• [What to produce]: Give back all the data below exactly as it is shown.
══ Supplied material
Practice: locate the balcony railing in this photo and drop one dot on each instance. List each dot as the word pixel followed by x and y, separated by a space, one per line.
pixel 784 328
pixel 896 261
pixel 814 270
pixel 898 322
════
• [Output for this task]:
Practice: locate the balcony railing in this photo and drop one dot on each instance. List each dot as the word pixel followed by x and y, separated by a space, one per line.
pixel 784 328
pixel 896 261
pixel 814 270
pixel 898 322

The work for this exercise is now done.